··· INPUT MATERIAL ···

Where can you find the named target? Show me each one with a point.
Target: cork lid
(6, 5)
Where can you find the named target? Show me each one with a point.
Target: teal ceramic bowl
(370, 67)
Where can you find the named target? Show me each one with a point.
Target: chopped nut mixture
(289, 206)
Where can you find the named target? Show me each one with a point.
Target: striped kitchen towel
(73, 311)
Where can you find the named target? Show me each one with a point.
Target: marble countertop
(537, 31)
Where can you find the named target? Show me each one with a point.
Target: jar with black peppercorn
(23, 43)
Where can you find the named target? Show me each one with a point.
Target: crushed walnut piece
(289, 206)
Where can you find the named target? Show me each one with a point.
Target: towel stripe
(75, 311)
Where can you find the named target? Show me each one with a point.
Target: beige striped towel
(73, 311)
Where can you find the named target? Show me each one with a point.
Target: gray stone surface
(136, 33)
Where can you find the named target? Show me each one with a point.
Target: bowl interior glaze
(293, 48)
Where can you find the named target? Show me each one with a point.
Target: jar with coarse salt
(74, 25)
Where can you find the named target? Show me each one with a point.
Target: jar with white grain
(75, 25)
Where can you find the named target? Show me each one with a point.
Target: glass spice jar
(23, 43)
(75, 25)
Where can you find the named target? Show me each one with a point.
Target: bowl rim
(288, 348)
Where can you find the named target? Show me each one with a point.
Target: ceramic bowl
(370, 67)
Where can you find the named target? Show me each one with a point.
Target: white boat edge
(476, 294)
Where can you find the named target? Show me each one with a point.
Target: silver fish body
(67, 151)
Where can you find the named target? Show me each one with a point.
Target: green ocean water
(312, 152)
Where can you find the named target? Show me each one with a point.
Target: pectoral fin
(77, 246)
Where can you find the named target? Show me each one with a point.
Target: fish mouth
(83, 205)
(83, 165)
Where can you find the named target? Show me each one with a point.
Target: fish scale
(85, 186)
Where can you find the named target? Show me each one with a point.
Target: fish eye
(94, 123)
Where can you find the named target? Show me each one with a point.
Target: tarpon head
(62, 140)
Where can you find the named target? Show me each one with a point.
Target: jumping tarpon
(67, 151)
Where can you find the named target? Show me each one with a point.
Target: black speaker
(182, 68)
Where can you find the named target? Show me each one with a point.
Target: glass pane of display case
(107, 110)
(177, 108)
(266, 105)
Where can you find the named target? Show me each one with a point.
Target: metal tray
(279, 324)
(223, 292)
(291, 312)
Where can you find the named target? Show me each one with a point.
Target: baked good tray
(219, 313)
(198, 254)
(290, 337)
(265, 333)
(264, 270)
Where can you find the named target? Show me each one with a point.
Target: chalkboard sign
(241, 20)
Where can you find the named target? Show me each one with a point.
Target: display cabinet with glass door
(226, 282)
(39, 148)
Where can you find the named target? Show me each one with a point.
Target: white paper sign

···

**WRITTEN INSTRUCTION**
Write out the material exactly as given.

**COMPLETE ANSWER**
Where can you find the named target? Show me each one with a point.
Target: cork lid
(6, 5)
Where can you find the named target? Show me each one with a point.
Target: teal ceramic bowl
(370, 67)
Where can you find the named target? Show me each one with a point.
Target: chopped nut mixture
(289, 206)
Where can you find the named target? Show me each one with a point.
Target: striped kitchen towel
(73, 311)
Where can you find the named target? Show me each one with a point.
Target: marble countertop
(537, 31)
Where can you find the named target? Show me each one with a point.
Target: jar with black peppercorn
(23, 43)
Where can you find the named target? Show me each one with a point.
Target: crushed walnut piece
(289, 206)
Where can you find the named target? Show me each one with a point.
Target: towel stripe
(75, 311)
Where can you find the named target? Show me each one with a point.
Target: beige striped towel
(73, 311)
Where can you find the named target? Show me each one with a point.
Target: gray stone surface
(136, 33)
Where can you find the named target? Show me each one with a point.
Target: bowl interior glaze
(293, 48)
Where can you find the named target? Show me each one with a point.
Target: jar with coarse salt
(74, 25)
Where can you find the named target? Show me each one with a point.
Target: jar with white grain
(75, 25)
Where can you find the named target? Show me each one with a point.
Target: glass spice jar
(23, 43)
(75, 25)
Where can you find the named target? Show me each one with a point.
Target: bowl rim
(288, 348)
Where can you find the named target? Show me each one with a point.
Target: ceramic bowl
(370, 67)
Where can you find the named target? Show me each one with a point.
Target: white boat edge
(476, 294)
Where can you find the named target? Show me each one with a point.
Target: silver fish body
(67, 151)
Where can you find the named target? Show me each one with a point.
Target: green ocean water
(312, 152)
Where can you find the named target? Show me each one with a point.
Target: pectoral fin
(77, 246)
Where can you find the named target? Show me each one with a point.
Target: fish mouth
(83, 205)
(83, 165)
Where can you find the named target? Show me each one with a point.
Target: fish scale
(85, 186)
Where can you find the named target? Show me each one with a point.
Target: fish eye
(94, 123)
Where can you find the named target? Show me each one with a point.
Target: tarpon head
(62, 140)
Where can you find the named target? Show me each one with a point.
Target: jumping tarpon
(67, 151)
Where can you find the named target? Show me each one with a point.
Target: black speaker
(182, 68)
Where can you find the named target? Show me each one with a point.
Target: glass pane of display case
(107, 110)
(177, 108)
(266, 105)
Where can you find the named target? Show me each one with a point.
Target: metal tray
(279, 324)
(223, 292)
(291, 312)
Where can you find the named target? Show me each one with a point.
Target: baked good tray
(219, 313)
(198, 254)
(290, 337)
(265, 333)
(264, 270)
Where can you find the named target? Show me each one with a point.
Target: chalkboard sign
(241, 20)
Where can you find the named target? Show me each one with a point.
Target: display cabinet with glass door
(226, 282)
(39, 148)
Where can you find the named target? Show me each one with a point.
Target: white paper sign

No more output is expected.